Location annotation dataset excerpts:
· · · · · · ·

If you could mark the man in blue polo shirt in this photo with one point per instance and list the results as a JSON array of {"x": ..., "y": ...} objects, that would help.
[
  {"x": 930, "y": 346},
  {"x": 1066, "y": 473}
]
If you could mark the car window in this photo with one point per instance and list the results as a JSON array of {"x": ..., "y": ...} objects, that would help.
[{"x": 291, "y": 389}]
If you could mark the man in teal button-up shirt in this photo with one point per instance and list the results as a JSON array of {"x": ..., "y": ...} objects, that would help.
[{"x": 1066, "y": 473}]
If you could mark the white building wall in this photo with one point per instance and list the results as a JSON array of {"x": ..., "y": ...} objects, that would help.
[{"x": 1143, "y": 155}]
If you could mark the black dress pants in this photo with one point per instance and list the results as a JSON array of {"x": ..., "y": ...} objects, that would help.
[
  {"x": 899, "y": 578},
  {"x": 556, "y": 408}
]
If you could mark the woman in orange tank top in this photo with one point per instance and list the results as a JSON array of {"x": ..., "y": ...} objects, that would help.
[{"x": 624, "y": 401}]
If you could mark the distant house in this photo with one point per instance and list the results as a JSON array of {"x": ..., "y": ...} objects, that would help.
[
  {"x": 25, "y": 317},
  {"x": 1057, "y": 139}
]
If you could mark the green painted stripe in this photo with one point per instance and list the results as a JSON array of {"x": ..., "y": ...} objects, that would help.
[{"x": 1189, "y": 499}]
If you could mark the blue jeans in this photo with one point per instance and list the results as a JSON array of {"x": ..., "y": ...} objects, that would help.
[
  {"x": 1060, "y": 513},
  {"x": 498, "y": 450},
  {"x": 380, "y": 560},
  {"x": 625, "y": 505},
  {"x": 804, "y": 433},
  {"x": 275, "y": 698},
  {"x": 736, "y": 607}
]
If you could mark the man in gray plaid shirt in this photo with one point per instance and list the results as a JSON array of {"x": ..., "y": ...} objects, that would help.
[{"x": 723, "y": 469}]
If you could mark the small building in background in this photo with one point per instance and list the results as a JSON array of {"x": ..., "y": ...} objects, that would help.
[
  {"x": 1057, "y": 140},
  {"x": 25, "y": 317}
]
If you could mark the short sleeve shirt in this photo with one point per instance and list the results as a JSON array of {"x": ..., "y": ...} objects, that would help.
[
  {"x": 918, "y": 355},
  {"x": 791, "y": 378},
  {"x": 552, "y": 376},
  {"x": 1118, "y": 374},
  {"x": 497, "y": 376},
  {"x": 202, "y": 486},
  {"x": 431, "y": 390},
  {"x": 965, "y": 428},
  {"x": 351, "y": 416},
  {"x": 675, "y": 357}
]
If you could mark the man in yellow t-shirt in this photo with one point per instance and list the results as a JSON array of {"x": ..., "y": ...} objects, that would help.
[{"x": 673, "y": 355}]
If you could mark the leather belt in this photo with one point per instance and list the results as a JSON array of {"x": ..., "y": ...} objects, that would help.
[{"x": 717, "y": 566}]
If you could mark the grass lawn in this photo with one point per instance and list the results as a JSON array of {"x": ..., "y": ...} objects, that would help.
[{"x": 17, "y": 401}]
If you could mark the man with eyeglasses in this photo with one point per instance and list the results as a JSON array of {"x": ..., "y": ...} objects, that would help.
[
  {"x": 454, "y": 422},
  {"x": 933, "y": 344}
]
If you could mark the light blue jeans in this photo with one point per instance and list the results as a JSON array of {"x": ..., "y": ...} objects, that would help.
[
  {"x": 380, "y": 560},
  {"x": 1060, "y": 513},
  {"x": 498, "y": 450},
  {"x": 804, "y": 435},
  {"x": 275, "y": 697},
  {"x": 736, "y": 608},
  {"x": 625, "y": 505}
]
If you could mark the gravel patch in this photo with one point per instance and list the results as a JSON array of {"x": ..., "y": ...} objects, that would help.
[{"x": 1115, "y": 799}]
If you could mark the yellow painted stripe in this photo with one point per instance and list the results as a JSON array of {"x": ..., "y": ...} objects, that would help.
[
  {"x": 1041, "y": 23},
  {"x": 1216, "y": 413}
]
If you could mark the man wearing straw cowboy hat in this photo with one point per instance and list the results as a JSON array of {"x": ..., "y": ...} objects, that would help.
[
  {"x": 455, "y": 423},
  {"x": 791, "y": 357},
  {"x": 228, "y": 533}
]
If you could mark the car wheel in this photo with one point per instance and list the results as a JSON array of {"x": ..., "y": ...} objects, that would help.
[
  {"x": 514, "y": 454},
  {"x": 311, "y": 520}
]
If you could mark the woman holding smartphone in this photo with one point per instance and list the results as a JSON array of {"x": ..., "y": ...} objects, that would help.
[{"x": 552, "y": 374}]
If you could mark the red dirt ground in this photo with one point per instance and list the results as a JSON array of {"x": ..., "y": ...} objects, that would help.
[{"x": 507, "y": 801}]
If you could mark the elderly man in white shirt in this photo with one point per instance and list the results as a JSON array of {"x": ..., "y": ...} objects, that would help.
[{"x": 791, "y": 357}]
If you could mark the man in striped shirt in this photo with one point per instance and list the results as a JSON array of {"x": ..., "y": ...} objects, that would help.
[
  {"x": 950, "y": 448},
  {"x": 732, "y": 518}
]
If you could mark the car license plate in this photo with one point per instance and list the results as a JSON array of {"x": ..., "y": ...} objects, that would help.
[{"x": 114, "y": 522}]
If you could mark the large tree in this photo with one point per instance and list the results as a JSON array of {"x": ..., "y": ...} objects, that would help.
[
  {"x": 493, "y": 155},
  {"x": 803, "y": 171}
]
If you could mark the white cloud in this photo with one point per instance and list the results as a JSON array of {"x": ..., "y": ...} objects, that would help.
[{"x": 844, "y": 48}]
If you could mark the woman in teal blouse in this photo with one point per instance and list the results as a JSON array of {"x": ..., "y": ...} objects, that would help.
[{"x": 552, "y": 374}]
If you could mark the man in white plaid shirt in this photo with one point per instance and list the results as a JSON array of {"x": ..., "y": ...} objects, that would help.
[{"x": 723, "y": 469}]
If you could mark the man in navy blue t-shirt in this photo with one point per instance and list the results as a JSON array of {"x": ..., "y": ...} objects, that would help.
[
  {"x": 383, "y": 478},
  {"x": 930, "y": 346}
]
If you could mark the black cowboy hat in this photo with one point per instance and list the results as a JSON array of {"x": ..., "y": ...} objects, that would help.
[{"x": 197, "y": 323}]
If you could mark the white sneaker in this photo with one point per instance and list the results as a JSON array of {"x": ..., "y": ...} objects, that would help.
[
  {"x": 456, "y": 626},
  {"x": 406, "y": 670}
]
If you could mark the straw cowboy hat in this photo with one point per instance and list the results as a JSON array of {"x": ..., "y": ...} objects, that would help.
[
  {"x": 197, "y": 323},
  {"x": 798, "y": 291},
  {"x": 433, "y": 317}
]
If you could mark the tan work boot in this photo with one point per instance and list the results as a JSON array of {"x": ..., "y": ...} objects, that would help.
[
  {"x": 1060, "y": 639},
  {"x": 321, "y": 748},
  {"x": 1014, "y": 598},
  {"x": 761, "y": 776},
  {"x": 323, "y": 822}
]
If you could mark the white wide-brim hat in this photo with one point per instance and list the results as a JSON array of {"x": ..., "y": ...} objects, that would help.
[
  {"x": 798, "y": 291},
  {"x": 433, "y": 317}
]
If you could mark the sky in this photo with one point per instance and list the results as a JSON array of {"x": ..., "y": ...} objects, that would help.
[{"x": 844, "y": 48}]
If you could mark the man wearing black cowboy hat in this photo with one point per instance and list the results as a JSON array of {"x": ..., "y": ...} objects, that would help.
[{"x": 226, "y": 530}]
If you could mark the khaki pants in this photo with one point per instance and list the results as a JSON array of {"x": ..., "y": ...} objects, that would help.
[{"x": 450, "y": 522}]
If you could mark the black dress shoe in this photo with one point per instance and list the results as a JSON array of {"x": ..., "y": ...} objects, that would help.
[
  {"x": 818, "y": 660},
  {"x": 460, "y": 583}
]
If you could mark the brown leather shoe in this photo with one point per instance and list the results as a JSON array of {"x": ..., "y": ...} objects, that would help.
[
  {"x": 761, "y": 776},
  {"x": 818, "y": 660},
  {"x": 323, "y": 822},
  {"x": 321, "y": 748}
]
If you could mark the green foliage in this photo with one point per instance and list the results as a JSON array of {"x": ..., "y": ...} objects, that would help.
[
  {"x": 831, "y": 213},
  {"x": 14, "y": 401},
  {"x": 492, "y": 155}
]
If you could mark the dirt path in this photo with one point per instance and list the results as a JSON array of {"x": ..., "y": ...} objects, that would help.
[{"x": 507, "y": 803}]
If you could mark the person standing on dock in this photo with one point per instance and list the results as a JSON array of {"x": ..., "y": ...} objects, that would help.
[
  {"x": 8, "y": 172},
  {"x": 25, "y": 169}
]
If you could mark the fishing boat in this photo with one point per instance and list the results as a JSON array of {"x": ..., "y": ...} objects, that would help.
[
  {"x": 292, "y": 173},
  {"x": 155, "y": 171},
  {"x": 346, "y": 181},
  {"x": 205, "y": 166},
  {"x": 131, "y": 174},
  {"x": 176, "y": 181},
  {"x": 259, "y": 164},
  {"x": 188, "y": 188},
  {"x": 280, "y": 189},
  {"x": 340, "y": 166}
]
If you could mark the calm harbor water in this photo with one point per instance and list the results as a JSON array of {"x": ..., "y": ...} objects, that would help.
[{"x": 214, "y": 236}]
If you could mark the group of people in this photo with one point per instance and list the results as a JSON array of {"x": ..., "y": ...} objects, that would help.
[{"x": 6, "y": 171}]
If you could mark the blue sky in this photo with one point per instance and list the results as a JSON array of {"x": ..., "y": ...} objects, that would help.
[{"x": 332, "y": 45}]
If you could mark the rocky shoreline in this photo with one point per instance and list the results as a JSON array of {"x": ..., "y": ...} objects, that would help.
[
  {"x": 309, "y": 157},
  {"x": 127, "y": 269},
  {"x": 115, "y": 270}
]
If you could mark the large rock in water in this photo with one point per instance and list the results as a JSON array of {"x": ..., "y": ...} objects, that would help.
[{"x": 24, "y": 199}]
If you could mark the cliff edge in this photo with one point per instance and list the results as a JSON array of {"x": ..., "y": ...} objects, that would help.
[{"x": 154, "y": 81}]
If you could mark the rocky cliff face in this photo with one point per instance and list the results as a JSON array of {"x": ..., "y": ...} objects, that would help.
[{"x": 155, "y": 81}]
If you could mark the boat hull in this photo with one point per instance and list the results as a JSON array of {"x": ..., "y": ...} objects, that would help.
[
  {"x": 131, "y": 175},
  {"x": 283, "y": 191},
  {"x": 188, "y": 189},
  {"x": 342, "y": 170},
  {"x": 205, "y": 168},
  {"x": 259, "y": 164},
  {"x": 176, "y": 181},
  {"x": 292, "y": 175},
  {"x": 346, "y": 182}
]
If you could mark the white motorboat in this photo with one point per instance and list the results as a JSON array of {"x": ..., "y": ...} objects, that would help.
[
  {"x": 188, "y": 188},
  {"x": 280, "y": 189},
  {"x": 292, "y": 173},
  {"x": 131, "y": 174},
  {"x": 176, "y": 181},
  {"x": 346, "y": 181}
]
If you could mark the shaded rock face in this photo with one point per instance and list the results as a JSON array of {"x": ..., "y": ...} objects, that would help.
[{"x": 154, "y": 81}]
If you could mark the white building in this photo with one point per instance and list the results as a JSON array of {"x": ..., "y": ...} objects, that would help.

· · · · · · ·

WHAT TO WORK ON ▸ Transcribe, word for word, every line from the one containing "If you could mark the white motorboat" through the final line of the entries, and nothing else.

EXERCISE OUTPUT ▸
If you could mark the white motorboat in this photo with one point per instance and list the results as a JSON array of {"x": ..., "y": ...} objects, that would help.
[
  {"x": 188, "y": 188},
  {"x": 280, "y": 189},
  {"x": 292, "y": 173},
  {"x": 131, "y": 174},
  {"x": 176, "y": 181},
  {"x": 346, "y": 181}
]
If you could mark the shaded rock face in this photo with one point per instance and list the results as a JSON array of {"x": ..., "y": ...} objects, that would help.
[{"x": 154, "y": 81}]
If you could mark the white building in this photo with one point per instance and list the results as a JSON array of {"x": ..., "y": ...} objects, that would help.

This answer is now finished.